Records from a dataset
[Start of section]

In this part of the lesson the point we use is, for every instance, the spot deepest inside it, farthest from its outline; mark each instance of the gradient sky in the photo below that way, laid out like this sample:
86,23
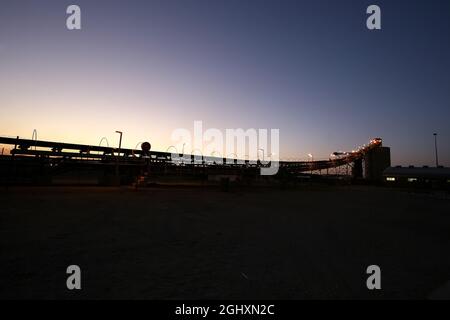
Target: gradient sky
310,68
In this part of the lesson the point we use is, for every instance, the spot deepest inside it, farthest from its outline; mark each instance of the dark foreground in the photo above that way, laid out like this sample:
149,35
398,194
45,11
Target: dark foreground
205,244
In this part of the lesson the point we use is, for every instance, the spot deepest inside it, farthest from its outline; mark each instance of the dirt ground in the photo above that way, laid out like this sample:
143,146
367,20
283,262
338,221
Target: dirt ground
194,243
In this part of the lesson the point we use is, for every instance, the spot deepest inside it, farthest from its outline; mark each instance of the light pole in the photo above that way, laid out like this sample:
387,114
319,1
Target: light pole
435,148
120,140
117,159
312,160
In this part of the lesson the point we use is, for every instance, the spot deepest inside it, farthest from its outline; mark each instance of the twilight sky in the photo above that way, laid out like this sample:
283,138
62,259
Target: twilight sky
310,68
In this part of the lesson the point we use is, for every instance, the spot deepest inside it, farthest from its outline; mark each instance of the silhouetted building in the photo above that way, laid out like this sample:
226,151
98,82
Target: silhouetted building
375,162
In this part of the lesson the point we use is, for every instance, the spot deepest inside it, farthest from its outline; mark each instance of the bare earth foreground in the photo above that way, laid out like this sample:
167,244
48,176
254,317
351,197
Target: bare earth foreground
193,243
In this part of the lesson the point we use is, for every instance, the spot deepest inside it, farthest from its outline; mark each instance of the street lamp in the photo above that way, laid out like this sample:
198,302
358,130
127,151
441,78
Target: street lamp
120,140
435,148
263,154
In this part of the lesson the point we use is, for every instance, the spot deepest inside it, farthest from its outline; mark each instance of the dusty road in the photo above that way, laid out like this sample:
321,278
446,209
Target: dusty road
178,243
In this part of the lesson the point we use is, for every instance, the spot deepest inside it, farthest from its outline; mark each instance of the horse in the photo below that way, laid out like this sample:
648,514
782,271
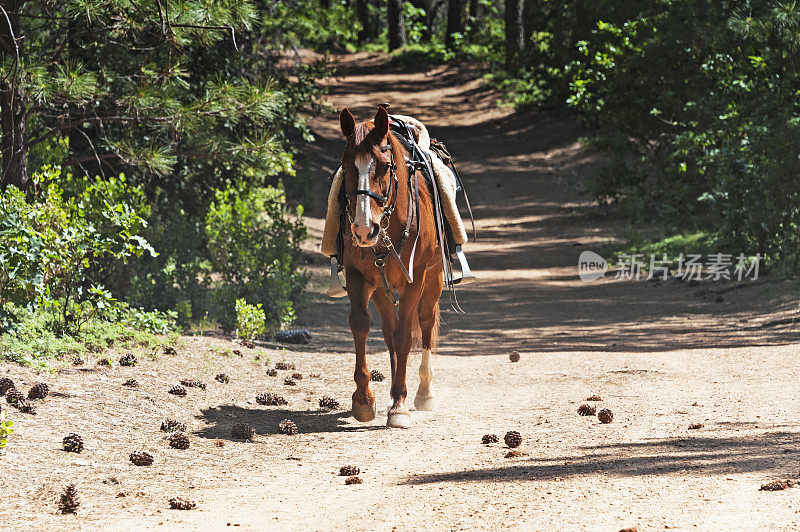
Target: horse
391,214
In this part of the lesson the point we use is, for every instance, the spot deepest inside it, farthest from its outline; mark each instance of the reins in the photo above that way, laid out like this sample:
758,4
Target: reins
380,259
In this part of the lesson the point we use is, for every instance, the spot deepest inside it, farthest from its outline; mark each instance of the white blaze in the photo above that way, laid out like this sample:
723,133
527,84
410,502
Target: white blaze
363,210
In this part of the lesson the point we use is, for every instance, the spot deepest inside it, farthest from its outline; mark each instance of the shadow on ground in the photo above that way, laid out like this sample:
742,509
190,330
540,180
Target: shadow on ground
771,452
221,419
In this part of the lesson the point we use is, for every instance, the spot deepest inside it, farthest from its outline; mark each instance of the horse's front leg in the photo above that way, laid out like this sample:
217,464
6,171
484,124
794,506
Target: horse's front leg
407,314
359,292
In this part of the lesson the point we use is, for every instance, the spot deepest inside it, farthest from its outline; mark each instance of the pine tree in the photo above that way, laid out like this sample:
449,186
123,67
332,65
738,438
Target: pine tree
163,87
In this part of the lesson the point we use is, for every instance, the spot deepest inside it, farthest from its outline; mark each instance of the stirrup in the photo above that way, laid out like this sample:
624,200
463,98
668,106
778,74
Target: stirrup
336,289
467,276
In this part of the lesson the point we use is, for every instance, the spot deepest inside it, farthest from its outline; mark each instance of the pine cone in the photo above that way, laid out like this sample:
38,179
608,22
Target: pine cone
5,385
178,390
270,399
72,443
176,503
141,458
775,485
179,440
13,397
38,391
605,416
293,336
128,359
513,438
26,407
349,471
172,425
287,426
242,431
193,384
329,403
69,503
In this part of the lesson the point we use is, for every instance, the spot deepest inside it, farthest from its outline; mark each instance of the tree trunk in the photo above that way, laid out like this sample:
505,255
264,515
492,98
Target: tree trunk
12,109
395,25
475,15
530,9
431,8
515,40
362,14
455,20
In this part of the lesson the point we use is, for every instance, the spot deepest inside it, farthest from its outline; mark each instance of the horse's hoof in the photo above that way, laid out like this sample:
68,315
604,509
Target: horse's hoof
364,412
424,404
399,420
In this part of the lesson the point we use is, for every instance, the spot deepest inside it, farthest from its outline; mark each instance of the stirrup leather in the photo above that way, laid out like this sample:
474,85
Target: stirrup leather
336,289
467,276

[End of section]

The answer should consist of all lines from the records above that hold the word "below".

§ Your response
In this part of the lesson the point we use is, for every instance, the spot deepest inside it, farthest from its outline; mark each instance of the gradient sky in the photo below that way, laid out like this sample:
In this part of the lesson the point we use is, for every instance, the spot deepest inside it, farthest from its outline; mark each instance of the horse in the photo below that way, laid out like this sample:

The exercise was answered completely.